Le (dernier) sermon du lendemain

Lundi 17 juin 2019

Chers abonnés "aux sermons du lendemain",

Hier, j'ai prononcé un sermon d'adieu à l'Eglise protestante française de Beyrouth. Certains éléments très contextuels pourront vous échapper un peu. Je m'en excuse. Mais c'est aussi à vous que je dis au revoir en ce lendemain de dernier culte. Pendant ces années libanaises, vous avez été lectrices et lecteurs de ces SDL ; une sorte de communauté 2.0 composée d'une centaine de personnes ; vous m'avez accompagné dans mon expatriation. Un grand merci à ma chère amie Mireille Trouilhet d'Orthez pour ses relectures de tous les SDL. Sœurs et frères, ce partage biblique a été pour moi un grand bienfait.  Mon ministère de pasteur-prédicateur se poursuivra dès septembre prochain à Bordeaux : "l'aventure girondine" ! Vous allez me manquer.

Amitiés fraternelles. Pierre Lacoste

J'en veux pour preuve !

Romains 5,1-5 (TOB)

=== Exercice donné 1 ===
D'après l'extrait, dans quelle ville le ministère de pasteur-prédicateur se poursuivra-t-il dès septembre ?
=== Exercice donné 2 ===
Relevez tous les noms de villes cités dans l'extrait.
Les lignes n'ont aucun rôle dans ce travail.

Relevés de points étiquetés:
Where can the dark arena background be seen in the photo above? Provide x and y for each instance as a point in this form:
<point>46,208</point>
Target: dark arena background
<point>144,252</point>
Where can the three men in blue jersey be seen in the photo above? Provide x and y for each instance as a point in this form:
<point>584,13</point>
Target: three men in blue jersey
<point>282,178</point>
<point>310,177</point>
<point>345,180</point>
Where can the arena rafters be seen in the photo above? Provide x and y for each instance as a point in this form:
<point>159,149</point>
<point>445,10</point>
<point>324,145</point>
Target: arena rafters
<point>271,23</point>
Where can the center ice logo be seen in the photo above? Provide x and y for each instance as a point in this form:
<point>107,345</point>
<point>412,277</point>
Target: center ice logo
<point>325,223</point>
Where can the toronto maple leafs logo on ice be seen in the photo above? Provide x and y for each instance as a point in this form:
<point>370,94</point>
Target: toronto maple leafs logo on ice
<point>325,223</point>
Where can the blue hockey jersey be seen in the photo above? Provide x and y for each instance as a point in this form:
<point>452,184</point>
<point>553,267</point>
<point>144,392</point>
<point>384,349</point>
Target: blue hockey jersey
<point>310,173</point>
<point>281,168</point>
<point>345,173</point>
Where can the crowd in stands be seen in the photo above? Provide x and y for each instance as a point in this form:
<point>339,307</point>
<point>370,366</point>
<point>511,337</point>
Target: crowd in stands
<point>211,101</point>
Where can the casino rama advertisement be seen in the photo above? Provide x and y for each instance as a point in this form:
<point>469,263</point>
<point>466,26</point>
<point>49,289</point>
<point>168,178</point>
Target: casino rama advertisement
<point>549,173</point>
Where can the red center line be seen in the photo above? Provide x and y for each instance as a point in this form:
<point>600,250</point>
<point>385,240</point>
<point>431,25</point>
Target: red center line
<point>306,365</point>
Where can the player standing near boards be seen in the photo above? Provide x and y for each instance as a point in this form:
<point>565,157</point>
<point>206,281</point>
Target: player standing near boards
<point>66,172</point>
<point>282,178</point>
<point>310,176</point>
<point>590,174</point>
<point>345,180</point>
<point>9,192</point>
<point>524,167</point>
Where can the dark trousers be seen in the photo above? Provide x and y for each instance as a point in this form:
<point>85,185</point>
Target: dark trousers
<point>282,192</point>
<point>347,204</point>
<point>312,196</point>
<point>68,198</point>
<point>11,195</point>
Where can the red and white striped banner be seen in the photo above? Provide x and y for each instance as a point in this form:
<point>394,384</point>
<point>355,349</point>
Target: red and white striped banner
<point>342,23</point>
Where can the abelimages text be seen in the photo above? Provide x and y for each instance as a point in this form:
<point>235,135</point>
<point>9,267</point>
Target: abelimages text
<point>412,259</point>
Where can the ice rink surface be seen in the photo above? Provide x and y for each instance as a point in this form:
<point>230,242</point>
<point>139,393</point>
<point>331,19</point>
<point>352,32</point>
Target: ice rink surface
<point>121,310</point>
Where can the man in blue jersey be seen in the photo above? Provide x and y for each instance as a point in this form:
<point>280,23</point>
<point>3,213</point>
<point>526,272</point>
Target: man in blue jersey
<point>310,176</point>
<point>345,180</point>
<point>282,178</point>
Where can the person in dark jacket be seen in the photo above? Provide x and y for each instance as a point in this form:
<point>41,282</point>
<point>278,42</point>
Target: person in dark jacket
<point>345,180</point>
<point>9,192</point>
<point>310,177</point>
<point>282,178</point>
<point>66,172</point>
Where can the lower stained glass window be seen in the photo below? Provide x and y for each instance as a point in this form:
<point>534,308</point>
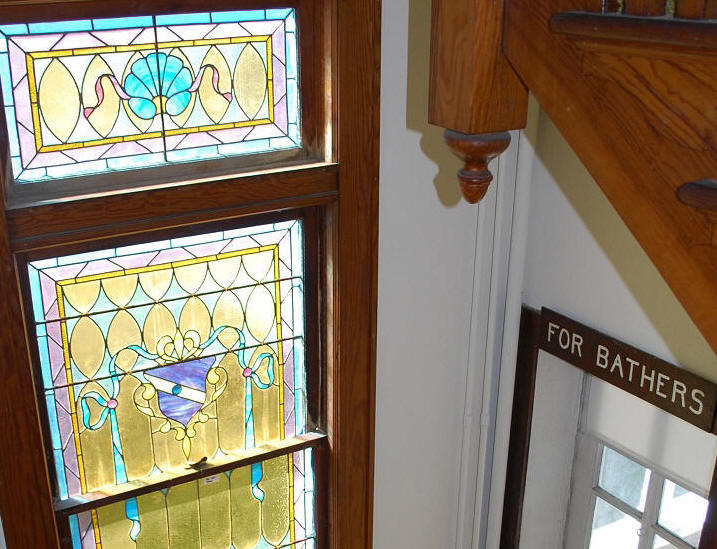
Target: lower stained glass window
<point>157,356</point>
<point>92,96</point>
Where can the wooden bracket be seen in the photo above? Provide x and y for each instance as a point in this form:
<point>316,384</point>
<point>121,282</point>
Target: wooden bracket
<point>703,196</point>
<point>476,151</point>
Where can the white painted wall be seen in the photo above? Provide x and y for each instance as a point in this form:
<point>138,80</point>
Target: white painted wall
<point>582,261</point>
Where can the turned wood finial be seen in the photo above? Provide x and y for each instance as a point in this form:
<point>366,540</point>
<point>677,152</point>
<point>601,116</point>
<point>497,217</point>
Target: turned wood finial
<point>476,151</point>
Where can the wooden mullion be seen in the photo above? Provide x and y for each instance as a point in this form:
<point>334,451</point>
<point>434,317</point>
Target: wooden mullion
<point>690,9</point>
<point>67,222</point>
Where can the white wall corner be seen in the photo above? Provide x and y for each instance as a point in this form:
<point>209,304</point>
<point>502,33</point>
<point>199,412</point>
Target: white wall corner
<point>495,313</point>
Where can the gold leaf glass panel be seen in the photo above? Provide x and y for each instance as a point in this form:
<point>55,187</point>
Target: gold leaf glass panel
<point>159,355</point>
<point>95,96</point>
<point>261,506</point>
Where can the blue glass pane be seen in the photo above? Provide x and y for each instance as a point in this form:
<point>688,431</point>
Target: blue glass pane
<point>133,93</point>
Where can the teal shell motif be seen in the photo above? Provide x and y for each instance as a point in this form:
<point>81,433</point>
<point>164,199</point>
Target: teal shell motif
<point>155,76</point>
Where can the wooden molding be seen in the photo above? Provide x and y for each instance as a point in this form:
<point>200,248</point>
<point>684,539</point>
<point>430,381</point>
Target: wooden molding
<point>340,118</point>
<point>476,151</point>
<point>639,31</point>
<point>699,194</point>
<point>639,117</point>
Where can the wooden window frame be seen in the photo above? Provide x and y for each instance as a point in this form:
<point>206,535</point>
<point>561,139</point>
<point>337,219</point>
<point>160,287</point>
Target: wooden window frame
<point>335,188</point>
<point>529,345</point>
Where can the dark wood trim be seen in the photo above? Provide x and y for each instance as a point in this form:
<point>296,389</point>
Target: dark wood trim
<point>699,194</point>
<point>122,214</point>
<point>522,417</point>
<point>356,263</point>
<point>93,500</point>
<point>25,499</point>
<point>643,31</point>
<point>344,104</point>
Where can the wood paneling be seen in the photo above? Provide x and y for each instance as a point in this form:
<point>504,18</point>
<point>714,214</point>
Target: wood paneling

=== Réponse 1 ===
À Bordeaux.

=== Réponse 2 ===
Beyrouth, Orthez, Bordeaux